**Отрывок со страницы:**

Эпизод этот именно своей ритуальной «классичностью» привлек внимание современников и широко обсуждался в обществе[189]. Пушкин придал ему художественную завершенность, закончив обмен выстрелами рифмованной эпиграммой:
Я жив.
Старов
Здоров.
Дуэль не кончен.
Характерно, что именно этот эпизод получил в фольклорной памяти современников законченную формулу:
Полковник Старов,
Слава богу, здоров.
Образ поэта, сочиняющего во время дуэли стихи, — вариант дуэльной легенды, поэтизирующей как вершину блестящего поведения у барьера беспечную погруженность в посторонние занятия. В «Выстреле» граф Б*** у барьера ест черешню, в пьесе Э. Ростана «Сирано де Бержерак» герой во время дуэли сочиняет стихотворение. Это же продемонстрировал и Пушкин во время дуэли со Старовым.
Бретерское поведение как средство социальной самозащиты и утверждения своего равенства в обществе привлекло, возможно, внимание Пушкина в эти годы к Вуатюру — французскому поэту XVII века, утверждавшему свое равенство в аристократических кругах подчеркнутым бретерством. По поводу страсти этого поэта к поединкам Таллеман де Рео писал: «Не всякий храбрец может насчитать столько поединков, сколько было у нашего героя, ибо он дрался на дуэли по крайней мере четыре раза; днем и ночью, при ярком солнце, при луне и при свете факелов»[190].
Отношение Пушкина к дуэли противоречиво: как наследник просветителей XVIII века, он видит в ней проявление «светской вражды», которая «дико боится ложного стыда». В «Евгении Онегине» культ дуэли поддерживает Зарецкий — человек сомнительной честности. Однако в то же время дуэль — и средство защиты достоинства оскорбленного человека. Она ставит в один ряд таинственного бедняка Сильвио и любимца судьбы графа Б***. Дуэль — предрассудок, но честь, которая вынуждена обращаться к ее помощи, — не предрассудок.
Именно благодаря своей двойственности дуэль подразумевала наличие строгого и тщательно исполняемого ритуала. Только пунктуальное следование установленному порядку отличало поединок от убийства. Но необходимость точного соблюдения правил вступала в противоречие с отсутствием в России строго кодифицированной дуэльной системы. Никаких дуэльных кодексов в русской печати, в условиях официального запрета, появиться не могло, не было и юридического органа, который мог бы принять на себя полномочия упорядочения правил поединка. Конечно, можно было бы пользоваться французскими кодексами, но излагаемые там правила не совсем совпадали с русской дуэльной традицией. Строгость в соблюдении правил достигалась обращением к авторитету знатоков, живых носителей традиции и арбитров в вопросах чести. Такую роль в «Евгении Онегине» выполняет Зарецкий[191].

**Задания:**
a) Перепишите строки списка, начиная со строки с «table in this photo, one line per instance.» и до конца списка включительно. Замените в них «one marker» на «a single point», а всё остальное оставьте без изменений.
b) Допишите следующую часть отрывка о дуэльной традиции во времена Пушкина, начав сразу после его последнего предложения.

**Строки набора данных о расположении объектов:**
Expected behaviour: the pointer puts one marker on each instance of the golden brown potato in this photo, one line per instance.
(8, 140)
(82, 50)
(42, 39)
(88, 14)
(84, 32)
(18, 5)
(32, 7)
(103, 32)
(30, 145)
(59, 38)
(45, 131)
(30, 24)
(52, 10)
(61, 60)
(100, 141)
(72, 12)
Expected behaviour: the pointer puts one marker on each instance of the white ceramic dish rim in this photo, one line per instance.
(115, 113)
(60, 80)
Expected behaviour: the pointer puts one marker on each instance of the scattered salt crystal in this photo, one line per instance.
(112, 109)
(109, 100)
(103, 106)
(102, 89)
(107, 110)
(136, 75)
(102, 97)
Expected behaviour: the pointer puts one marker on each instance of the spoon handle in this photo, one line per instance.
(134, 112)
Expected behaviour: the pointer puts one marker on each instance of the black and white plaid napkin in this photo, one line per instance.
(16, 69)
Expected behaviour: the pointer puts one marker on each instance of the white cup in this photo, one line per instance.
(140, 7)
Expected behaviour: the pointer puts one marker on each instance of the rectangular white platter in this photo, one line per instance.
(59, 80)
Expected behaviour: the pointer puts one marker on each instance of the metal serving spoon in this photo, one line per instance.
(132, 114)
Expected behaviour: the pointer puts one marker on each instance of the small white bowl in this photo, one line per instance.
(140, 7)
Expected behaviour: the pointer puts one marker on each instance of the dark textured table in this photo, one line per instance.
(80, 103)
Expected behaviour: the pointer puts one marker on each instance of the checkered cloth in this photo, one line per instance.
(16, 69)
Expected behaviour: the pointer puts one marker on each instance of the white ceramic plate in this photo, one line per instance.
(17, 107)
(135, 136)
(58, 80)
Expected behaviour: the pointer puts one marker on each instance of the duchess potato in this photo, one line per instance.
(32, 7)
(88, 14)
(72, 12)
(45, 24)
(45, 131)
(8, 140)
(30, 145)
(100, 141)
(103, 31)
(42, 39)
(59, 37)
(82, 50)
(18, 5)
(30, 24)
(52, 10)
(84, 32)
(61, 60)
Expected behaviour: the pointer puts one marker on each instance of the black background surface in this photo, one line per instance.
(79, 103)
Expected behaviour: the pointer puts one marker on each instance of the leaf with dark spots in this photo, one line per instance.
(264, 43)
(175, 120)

**Ответы к заданиям:**
a)
Expected behaviour: the pointer puts a single point on each instance of the dark textured table in this photo, one line per instance.
(80, 103)
Expected behaviour: the pointer puts a single point on each instance of the checkered cloth in this photo, one line per instance.
(16, 69)
Expected behaviour: the pointer puts a single point on each instance of the white ceramic plate in this photo, one line per instance.
(17, 107)
(135, 136)
(58, 80)
Expected behaviour: the pointer puts a single point on each instance of the duchess potato in this photo, one line per instance.
(32, 7)
(88, 14)
(72, 12)
(45, 24)
(45, 131)
(8, 140)
(30, 145)
(100, 141)
(103, 31)
(42, 39)
(59, 37)
(82, 50)
(18, 5)
(30, 24)
(52, 10)
(84, 32)
(61, 60)
Expected behaviour: the pointer puts a single point on each instance of the black background surface in this photo, one line per instance.
(79, 103)
Expected behaviour: the pointer puts a single point on each instance of the leaf with dark spots in this photo, one line per instance.
(264, 43)
(175, 120)

b)
Дуэль начиналась с вызова. Ему, как правило, предшествовало столкновение, в результате которого какая-либо сторона считала себя оскорбленной и в качестве таковой требовала удовлетворения (сатисфакции). С этого момента противники уже не должны были вступать ни в какие общения: это брали на себя их представители-секунданты. Выбрав себе секунданта, оскорбленный обсуждал с ним тяжесть нанесенной ему обиды, от чего зависел и характер будущей дуэли — от формального обмена выстрелами до гибели одного или обоих участников. После этого секундант направлял противнику письменный вызов (картель).
Роль секундантов сводилась к следующему: как посредники между противниками, они прежде всего обязаны были приложить максимальные усилия к примирению. На обязанности секундантов лежало изыскивать все возможности, не нанося ущерба интересам чести и особенно следя за соблюдением прав своего доверителя, для мирного решения конфликта. Даже на поле боя секунданты обязаны были предпринять последнюю попытку к примирению. Кроме того, секунданты вырабатывают условия дуэли. В этом случае негласные правила предписывают им стараться, чтобы раздраженные противники не избирали более кровавых форм поединка, чем это требует минимум строгих правил чести. Если примирение оказывалось невозможным, как это было, например, в дуэли Пушкина с Дантесом, секунданты составляли письменные условия и тщательно следили за строгим исполнением всей процедуры.
Так, например, условия, подписанные секундантами Пушкина и Дантеса, были следующими (подлинник по-французски):
«1. Противники становятся на расстоянии двадцати шагов друг от друга и пяти шагов (для каждого) от барьеров, расстояние между которыми равняется десяти шагам.
2. Вооруженные пистолетами противники по данному знаку, идя один на другого, но ни в коем случае не переступая барьеры, могут стрелять.
3. Сверх того, принимается, что после выстрела противникам не дозволяется менять место, для того, чтобы выстреливший первым огню своего противника подвергся на том же самом расстоянии[192].
4. Когда обе стороны сделают по выстрелу, то в случае безрезультатности поединок возобновляется как бы в первый раз: противники ставятся на то же расстояние в 20 шагов, сохраняются те же барьеры и те же правила.
5. Секунданты являются непременными посредниками во всяком объяснении между противниками на месте боя.
6. Секунданты, нижеподписавшиеся и облеченные всеми полномочиями, обеспечивают, каждый за свою сторону, своей честью строгое соблюдение изложенных здесь условий»[193].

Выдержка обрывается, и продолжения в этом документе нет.